Data provided below:

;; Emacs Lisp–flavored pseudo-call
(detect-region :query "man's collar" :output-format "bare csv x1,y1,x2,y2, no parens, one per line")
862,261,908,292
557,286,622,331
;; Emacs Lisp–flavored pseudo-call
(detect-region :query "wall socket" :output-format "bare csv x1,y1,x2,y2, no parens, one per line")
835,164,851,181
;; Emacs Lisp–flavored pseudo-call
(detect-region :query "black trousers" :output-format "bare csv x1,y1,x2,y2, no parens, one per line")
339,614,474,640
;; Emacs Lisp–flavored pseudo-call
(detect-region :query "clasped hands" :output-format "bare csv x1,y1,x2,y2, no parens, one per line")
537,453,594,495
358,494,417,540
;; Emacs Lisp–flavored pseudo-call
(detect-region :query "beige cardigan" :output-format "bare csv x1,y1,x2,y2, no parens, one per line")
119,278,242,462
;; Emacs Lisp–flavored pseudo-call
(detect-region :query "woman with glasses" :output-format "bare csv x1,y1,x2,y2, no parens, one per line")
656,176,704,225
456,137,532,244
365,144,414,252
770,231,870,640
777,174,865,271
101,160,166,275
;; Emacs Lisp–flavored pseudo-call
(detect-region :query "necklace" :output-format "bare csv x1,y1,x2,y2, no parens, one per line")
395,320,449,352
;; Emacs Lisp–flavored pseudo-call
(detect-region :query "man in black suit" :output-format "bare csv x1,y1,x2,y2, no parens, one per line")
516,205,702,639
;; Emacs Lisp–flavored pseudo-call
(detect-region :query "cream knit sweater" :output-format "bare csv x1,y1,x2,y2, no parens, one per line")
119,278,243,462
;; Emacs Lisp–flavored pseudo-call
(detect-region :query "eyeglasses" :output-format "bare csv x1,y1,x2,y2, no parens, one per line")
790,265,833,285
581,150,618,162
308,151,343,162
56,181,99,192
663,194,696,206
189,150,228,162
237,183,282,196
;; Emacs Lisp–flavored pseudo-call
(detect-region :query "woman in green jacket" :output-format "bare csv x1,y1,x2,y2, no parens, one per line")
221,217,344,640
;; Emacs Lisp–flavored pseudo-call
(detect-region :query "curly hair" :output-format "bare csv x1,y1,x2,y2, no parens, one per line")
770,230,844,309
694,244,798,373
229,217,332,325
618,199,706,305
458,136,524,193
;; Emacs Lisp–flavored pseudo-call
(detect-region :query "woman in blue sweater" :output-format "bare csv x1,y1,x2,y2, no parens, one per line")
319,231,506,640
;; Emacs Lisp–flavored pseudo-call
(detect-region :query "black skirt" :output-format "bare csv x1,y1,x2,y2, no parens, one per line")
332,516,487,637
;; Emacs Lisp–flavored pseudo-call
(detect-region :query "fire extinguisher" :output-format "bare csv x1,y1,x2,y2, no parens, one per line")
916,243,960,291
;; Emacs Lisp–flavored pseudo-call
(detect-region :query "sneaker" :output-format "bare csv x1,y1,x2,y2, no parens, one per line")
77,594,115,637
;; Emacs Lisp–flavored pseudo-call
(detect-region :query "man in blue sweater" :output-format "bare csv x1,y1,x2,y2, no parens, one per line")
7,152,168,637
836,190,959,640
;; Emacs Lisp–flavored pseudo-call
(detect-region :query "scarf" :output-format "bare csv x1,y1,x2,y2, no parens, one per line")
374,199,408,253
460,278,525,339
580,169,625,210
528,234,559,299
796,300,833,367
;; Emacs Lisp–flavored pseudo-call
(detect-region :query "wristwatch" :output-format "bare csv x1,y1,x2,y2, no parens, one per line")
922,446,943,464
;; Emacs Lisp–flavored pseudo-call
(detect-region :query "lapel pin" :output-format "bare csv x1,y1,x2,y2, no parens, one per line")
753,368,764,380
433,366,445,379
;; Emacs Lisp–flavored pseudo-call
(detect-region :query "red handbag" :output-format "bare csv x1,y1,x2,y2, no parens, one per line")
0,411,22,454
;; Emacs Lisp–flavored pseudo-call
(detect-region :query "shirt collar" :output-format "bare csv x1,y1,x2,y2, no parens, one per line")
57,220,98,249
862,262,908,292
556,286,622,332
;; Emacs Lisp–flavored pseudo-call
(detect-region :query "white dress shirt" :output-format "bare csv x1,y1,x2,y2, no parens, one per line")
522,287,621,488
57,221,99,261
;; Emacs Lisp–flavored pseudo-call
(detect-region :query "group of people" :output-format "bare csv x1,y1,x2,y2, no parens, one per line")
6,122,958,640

End of Data provided.

▶ **Problem details**
Give the listing once more, unchanged in every line.

▶ **Your response**
;; Emacs Lisp–flavored pseudo-call
(detect-region :query "man's collar" :output-format "bare csv x1,y1,x2,y2, no parens, one per line")
862,261,908,292
557,286,622,331
;; Emacs Lisp–flavored pseudo-call
(detect-region :query "wall socket" :output-format "bare csv x1,y1,x2,y2, no parens, one per line")
835,164,851,181
;; Emacs Lisp–flavored pseudo-call
(detect-region :query "black trousers" :output-format "bare csv x1,y1,x2,y2, no parens, one per line")
339,614,474,640
;; Emacs Lisp–flavored pseudo-call
(detect-region :query "clasped hands" :output-format "bare csv x1,y1,x2,y2, no parens, one per line")
537,453,594,495
358,494,417,540
;; Emacs Lisp–flavored pseudo-call
(detect-region :query "beige cardigan" :output-format "bare csv x1,y1,x2,y2, no parens, one per line")
119,278,242,462
;; Emacs Lisp–flavored pseudo-call
(detect-region :query "woman with glasses" :output-format "bare csv x1,y1,x2,y2, no parens, one per line")
656,176,704,225
456,137,532,244
365,144,414,252
770,231,870,640
777,174,865,271
101,160,166,275
;; Emacs Lisp–flavored pseudo-call
(detect-region :query "necklace" :output-format "bare csv x1,y1,x2,y2, no parens, one per line")
395,320,449,352
;; Emacs Lisp–flavored pseudo-call
(detect-region :query "man in black suit" :output-format "bare csv x1,y1,x2,y2, no parens, one per line")
516,205,702,639
;; Emacs Lisp–flavored pseudo-call
(detect-region :query "cream knit sweater" :output-format "bare csv x1,y1,x2,y2, no parens, one per line")
119,278,243,462
;; Emacs Lisp–flavored pseudo-call
(detect-region :query "eyeglasses" :output-format "bare csv x1,y1,x2,y2, no parens, one per line")
790,265,833,285
581,150,618,162
308,151,343,162
56,181,99,192
663,194,696,206
189,150,228,162
237,183,282,196
;; Emacs Lisp–flavored pseudo-call
(detect-region :query "woman in green jacket" :output-format "bare csv x1,y1,x2,y2, no parens, one per line")
221,217,344,640
;; Emacs Lisp–flavored pseudo-call
(detect-region :query "curly hair" :output-format "bare csv x1,y1,x2,y2, no parens, one per line")
770,230,844,309
694,244,798,373
229,217,332,325
618,199,706,305
458,136,524,193
;; Emacs Lisp–flavored pseudo-call
(detect-region :query "woman in blue sweater" :output-format "bare csv x1,y1,x2,y2, no parens, one per line")
319,231,506,640
;; Emacs Lisp–flavored pseudo-call
(detect-region :query "black skirt" :output-format "bare csv x1,y1,x2,y2, no parens, one per line")
332,516,487,637
;; Emacs Lisp–flavored pseudo-call
(detect-region :query "fire extinguisher" :output-format "bare csv x1,y1,x2,y2, no parens, one per line")
916,243,960,291
;; Emacs Lisp–flavored pseudo-call
(detect-region :query "sneaker" :output-format "bare csv x1,y1,x2,y2, no parens, one per line")
77,594,115,637
;; Emacs Lisp–flavored pseudo-call
(detect-region :query "man in blue sweater" :output-format "bare csv x1,y1,x2,y2, no parens, one per line")
7,152,168,637
836,190,959,640
;; Emacs Lisp–flavored pseudo-call
(detect-region :query "scarf" :output-format "bare csv x1,y1,x2,y2, no parens, one per line")
374,199,408,253
460,278,525,339
580,169,625,210
528,234,559,299
796,300,833,367
;; Emacs Lisp–flavored pseudo-call
(detect-region :query "wristwatch" :output-format "bare csv x1,y1,x2,y2, no parens, one per line")
922,446,943,464
;; Emacs Lisp–flavored pseudo-call
(detect-region :query "lapel pin" :output-format "bare csv x1,y1,x2,y2, no parens, one per line")
753,368,764,380
433,366,445,379
;; Emacs Lisp–flavored pseudo-call
(detect-region :query "red handbag" :output-format "bare csv x1,y1,x2,y2, no parens, one per line")
0,411,22,454
;; Emacs Lisp–flavored pseudo-call
(detect-region :query "shirt collar" :output-format "bare csv x1,y1,x2,y2, no parens, one per line")
57,220,98,249
862,262,908,292
556,286,622,332
;; Emacs Lisp–flavored pseudo-call
(detect-region :query "white dress shirt" :output-format "bare csv x1,y1,x2,y2, no parens, one per line")
522,287,621,488
57,221,99,261
;; Emacs Lisp–flavored pseudo-call
(detect-region :query "group of people" :output-format "bare csv x1,y1,x2,y2, no parens, one per line")
6,122,958,640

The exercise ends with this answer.